Written task. Return only the line that contains "Segment every instance of the <item>dense" and each line after it, through the last line of the data below, copied exactly.

Material for this task.
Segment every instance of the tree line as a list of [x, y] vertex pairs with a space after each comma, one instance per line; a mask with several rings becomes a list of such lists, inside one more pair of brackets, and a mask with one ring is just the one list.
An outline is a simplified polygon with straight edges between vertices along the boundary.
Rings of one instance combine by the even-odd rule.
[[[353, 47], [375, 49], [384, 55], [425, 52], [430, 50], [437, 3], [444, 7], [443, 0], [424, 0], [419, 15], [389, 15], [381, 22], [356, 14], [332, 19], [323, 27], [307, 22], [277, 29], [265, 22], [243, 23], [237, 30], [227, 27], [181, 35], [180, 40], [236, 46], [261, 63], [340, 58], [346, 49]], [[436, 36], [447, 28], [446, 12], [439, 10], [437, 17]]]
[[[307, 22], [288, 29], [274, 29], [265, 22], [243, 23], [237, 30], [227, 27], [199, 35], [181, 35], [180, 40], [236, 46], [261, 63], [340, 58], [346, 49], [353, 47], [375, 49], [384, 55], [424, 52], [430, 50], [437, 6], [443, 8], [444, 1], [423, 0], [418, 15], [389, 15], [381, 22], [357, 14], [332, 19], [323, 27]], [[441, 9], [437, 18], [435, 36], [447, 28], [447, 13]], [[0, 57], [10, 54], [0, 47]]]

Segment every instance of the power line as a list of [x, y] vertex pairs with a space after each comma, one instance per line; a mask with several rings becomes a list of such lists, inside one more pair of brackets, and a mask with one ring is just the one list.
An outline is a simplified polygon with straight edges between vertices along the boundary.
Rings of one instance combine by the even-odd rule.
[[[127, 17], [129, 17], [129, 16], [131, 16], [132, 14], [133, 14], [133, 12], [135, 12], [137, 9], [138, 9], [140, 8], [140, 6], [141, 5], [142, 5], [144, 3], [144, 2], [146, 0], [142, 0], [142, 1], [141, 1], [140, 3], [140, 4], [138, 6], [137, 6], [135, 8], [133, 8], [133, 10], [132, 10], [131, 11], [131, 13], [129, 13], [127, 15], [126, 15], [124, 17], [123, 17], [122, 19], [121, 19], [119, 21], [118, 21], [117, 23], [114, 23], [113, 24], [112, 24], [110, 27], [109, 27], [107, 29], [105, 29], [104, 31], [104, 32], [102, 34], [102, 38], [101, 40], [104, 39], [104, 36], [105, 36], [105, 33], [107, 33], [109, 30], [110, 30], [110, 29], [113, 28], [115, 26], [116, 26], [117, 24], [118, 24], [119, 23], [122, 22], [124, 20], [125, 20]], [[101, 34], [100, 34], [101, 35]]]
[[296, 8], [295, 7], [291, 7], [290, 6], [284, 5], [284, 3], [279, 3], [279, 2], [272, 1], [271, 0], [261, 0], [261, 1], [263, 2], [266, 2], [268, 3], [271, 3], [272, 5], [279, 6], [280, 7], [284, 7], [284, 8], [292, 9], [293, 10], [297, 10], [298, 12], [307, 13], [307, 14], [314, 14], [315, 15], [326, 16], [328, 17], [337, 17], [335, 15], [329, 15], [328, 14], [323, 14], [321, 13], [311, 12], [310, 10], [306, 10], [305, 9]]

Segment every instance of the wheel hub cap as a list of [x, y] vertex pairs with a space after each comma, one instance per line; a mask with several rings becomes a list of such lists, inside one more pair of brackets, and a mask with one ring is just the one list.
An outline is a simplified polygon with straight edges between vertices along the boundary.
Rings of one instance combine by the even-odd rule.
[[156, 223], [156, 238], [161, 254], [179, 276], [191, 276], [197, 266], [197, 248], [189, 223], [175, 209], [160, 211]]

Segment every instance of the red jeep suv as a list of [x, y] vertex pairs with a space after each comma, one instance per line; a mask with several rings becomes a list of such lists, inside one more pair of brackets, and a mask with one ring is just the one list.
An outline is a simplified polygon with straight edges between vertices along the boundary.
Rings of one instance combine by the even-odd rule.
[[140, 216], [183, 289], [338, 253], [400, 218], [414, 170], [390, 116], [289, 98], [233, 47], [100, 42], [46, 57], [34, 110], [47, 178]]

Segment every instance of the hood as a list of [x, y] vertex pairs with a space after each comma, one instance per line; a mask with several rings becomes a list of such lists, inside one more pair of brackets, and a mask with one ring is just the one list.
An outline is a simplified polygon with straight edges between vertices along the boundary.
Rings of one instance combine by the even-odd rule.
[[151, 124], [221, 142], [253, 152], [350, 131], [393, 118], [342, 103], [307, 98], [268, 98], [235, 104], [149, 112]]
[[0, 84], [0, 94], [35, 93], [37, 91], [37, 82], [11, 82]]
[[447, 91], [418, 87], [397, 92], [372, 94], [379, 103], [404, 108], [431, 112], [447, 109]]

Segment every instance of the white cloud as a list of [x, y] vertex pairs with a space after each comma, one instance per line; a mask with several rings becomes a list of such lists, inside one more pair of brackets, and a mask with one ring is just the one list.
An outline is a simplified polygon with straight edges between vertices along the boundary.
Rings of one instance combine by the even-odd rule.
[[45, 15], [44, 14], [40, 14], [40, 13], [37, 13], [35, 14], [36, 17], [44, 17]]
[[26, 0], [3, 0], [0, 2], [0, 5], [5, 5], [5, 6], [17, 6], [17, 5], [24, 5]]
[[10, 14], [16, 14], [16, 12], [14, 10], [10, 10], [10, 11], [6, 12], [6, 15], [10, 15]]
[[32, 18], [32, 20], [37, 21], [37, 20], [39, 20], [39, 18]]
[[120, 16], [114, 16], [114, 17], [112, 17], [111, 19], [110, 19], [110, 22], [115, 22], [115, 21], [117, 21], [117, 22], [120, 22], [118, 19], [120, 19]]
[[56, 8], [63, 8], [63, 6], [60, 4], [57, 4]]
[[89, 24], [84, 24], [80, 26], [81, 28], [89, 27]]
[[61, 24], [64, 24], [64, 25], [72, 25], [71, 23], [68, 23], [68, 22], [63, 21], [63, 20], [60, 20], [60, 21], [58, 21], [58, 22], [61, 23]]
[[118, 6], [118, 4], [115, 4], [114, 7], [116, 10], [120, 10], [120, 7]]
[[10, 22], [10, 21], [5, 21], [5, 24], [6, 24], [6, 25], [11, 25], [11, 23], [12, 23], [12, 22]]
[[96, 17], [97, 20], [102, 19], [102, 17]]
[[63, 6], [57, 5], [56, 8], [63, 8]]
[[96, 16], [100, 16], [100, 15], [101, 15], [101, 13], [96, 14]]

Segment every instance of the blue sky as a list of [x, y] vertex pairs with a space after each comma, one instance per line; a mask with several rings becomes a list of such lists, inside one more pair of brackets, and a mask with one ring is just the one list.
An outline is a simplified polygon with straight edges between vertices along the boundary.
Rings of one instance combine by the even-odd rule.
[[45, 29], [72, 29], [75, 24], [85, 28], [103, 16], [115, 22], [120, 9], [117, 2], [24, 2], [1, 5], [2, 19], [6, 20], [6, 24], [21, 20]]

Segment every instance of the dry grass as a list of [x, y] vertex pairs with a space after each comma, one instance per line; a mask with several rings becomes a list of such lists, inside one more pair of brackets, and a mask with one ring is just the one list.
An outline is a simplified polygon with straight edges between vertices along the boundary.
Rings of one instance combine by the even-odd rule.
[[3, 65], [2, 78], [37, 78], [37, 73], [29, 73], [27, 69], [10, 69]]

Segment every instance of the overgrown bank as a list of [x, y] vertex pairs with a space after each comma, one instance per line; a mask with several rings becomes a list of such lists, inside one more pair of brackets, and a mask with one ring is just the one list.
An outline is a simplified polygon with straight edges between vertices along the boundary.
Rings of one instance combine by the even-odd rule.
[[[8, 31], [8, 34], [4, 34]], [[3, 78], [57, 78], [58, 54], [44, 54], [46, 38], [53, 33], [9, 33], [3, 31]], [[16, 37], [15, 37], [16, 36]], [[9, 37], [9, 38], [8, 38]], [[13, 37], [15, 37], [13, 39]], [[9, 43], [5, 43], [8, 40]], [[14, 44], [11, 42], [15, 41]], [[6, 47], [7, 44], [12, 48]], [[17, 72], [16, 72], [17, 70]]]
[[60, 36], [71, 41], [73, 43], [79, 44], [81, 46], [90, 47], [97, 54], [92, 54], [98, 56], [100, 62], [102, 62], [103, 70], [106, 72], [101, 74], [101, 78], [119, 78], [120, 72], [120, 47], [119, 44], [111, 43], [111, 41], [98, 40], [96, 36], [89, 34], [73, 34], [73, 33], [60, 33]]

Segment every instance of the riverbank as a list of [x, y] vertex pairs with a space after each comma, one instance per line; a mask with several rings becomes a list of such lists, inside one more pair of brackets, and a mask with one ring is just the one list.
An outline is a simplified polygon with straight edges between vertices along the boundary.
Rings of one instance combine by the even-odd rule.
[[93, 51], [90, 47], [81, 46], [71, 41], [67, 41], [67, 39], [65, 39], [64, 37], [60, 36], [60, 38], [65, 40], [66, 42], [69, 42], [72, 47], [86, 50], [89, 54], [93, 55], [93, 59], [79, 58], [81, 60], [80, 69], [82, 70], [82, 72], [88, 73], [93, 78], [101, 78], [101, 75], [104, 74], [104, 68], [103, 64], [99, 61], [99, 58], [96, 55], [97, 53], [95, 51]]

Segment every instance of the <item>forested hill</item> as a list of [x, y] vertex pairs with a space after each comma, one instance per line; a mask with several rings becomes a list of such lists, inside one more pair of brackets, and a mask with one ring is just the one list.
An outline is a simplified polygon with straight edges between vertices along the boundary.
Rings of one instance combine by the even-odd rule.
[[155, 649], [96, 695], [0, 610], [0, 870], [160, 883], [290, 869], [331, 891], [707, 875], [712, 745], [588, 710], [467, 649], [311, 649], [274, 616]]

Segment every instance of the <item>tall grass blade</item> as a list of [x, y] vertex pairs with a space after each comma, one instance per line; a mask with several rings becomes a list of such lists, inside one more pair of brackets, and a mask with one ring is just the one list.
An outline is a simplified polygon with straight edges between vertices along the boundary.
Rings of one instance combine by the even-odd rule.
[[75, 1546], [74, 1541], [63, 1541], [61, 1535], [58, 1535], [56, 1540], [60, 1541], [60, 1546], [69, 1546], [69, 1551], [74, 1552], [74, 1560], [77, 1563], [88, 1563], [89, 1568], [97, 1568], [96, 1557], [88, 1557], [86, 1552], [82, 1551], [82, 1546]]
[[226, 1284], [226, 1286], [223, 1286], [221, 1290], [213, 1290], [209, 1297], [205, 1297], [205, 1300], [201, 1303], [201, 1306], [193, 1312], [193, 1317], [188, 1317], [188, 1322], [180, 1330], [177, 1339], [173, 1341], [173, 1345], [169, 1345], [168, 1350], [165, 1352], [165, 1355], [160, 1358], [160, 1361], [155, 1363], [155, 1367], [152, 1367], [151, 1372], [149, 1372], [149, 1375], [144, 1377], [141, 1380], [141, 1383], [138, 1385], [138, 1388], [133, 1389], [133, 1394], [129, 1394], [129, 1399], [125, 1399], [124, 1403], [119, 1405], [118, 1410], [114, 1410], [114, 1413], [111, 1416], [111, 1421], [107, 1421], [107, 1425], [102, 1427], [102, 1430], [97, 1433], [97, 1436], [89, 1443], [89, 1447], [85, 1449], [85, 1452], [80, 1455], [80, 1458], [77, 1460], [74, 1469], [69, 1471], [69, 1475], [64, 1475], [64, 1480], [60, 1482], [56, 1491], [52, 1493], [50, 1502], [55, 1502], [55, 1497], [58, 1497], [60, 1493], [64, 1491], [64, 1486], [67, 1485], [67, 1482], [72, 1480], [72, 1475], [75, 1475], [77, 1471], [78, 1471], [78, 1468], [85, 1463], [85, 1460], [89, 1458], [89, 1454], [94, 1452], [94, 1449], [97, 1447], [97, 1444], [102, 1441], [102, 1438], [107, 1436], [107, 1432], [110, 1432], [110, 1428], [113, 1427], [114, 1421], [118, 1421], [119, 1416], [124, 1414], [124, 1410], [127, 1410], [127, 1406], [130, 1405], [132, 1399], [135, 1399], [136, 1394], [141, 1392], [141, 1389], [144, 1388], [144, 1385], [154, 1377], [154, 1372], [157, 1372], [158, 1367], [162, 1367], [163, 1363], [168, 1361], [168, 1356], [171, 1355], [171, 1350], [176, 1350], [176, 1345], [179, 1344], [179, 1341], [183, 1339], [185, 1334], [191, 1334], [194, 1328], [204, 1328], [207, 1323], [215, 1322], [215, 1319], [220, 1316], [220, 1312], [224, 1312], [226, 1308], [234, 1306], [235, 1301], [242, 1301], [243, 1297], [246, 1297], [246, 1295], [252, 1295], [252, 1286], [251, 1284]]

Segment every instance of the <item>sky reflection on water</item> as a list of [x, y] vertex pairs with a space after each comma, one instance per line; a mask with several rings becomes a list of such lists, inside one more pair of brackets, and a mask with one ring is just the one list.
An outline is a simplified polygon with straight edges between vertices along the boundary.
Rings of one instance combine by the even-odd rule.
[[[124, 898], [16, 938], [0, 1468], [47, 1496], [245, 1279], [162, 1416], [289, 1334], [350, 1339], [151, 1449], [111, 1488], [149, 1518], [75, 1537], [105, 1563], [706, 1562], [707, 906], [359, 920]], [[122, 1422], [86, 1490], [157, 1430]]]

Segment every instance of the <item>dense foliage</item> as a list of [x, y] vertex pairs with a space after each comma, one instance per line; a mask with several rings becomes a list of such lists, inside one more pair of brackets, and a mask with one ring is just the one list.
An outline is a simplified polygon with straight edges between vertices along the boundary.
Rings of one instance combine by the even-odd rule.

Complete answer.
Segment every instance of the <item>dense foliage</item> as a list of [x, y] vertex pairs with a space after each comma, one instance per line; a mask with several rings becomes a list of such lists, inside one more pair of brackets, and a mask with one ring is just the one list.
An outline is a simplified polygon with straight edges between vertices along the boundary.
Rings of one instance combine by the even-odd rule.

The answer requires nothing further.